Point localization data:
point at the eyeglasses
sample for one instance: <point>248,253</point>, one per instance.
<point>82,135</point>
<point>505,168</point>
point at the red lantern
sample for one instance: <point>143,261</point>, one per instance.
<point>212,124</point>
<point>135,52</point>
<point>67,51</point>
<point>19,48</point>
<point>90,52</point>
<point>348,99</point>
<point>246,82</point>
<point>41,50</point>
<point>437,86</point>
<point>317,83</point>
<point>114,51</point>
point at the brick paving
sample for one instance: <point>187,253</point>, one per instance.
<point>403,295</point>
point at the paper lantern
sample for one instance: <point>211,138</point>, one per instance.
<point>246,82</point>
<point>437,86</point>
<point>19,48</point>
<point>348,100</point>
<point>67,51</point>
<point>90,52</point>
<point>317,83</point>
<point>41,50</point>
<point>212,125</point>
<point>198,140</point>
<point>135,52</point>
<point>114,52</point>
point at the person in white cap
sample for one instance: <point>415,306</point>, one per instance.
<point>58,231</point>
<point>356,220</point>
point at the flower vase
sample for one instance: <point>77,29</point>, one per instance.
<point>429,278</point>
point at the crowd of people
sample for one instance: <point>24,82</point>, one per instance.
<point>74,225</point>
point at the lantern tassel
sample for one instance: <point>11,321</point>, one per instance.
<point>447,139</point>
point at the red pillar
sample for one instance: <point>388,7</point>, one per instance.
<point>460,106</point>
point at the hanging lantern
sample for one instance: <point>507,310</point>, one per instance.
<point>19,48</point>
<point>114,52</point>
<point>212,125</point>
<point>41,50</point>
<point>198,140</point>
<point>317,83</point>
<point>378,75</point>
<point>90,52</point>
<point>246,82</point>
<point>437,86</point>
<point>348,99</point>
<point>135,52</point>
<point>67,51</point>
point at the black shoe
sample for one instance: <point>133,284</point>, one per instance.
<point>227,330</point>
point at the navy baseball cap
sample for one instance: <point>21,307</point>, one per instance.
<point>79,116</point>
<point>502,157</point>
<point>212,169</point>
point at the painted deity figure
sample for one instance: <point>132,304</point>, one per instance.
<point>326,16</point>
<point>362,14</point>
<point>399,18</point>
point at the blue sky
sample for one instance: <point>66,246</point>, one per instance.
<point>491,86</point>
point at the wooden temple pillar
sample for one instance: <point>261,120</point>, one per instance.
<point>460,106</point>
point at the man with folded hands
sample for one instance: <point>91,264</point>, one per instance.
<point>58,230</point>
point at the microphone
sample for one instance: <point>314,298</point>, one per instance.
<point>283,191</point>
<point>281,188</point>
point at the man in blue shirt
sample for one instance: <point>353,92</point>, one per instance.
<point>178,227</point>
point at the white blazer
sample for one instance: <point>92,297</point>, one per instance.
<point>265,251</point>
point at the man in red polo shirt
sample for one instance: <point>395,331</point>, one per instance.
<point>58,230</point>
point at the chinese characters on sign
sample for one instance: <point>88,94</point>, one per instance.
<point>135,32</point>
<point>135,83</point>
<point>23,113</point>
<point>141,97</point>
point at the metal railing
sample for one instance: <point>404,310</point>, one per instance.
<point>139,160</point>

* * *

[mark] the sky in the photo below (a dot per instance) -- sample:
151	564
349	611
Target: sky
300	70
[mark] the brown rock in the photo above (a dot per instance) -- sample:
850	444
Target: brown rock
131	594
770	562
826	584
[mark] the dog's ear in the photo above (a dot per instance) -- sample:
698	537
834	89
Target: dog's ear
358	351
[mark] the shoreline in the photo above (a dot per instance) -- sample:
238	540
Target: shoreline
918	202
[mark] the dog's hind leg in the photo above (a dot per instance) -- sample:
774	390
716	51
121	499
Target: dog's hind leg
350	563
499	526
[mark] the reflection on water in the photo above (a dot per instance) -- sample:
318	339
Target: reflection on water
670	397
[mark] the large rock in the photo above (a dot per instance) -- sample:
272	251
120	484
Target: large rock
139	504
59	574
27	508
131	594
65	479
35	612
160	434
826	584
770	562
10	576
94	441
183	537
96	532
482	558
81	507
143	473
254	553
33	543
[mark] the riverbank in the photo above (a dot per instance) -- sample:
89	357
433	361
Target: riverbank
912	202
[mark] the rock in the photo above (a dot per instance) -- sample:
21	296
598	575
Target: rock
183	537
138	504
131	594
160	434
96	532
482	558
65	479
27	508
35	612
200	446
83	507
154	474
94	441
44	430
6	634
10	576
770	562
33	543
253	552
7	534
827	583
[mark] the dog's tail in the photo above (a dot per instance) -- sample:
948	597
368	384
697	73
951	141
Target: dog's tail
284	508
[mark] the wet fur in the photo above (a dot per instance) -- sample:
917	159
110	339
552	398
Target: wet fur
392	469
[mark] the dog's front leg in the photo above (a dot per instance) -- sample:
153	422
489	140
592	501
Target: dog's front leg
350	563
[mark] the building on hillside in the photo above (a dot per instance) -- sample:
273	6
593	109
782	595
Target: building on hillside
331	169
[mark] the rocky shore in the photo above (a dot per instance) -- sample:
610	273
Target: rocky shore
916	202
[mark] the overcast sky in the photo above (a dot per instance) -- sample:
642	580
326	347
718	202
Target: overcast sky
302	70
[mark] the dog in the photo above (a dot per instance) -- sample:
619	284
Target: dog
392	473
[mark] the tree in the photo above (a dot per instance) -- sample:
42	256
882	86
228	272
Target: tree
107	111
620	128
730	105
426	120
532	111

_ASSIGNMENT_
In the data above, start at the line that has "sample for one instance: <point>211,138</point>, one", stop after the line that has "point at the black shoe", and print every line in between exactly as it stands.

_ANSWER FOR THIS EXERCISE_
sample for one instance: <point>211,138</point>, one per instance.
<point>246,82</point>
<point>437,86</point>
<point>19,48</point>
<point>348,100</point>
<point>67,51</point>
<point>90,52</point>
<point>317,83</point>
<point>41,50</point>
<point>212,125</point>
<point>198,140</point>
<point>135,52</point>
<point>114,52</point>
point at the person in white cap
sample for one instance: <point>415,306</point>, one per instance.
<point>58,231</point>
<point>356,220</point>
point at the flower vase
sample for one instance: <point>77,29</point>, one per instance.
<point>429,278</point>
point at the crowd of people
sample for one instance: <point>24,82</point>, one per instance.
<point>74,225</point>
point at the lantern tassel
sample for one instance: <point>11,321</point>, one per instance.
<point>447,139</point>
point at the red pillar
sample for one instance: <point>388,7</point>, one per instance.
<point>460,106</point>
point at the hanging lantern
sample for one instance: <point>507,310</point>, one per instance.
<point>19,48</point>
<point>114,52</point>
<point>212,125</point>
<point>41,50</point>
<point>198,140</point>
<point>317,83</point>
<point>378,75</point>
<point>90,52</point>
<point>246,82</point>
<point>437,86</point>
<point>348,99</point>
<point>135,52</point>
<point>67,51</point>
point at the black shoe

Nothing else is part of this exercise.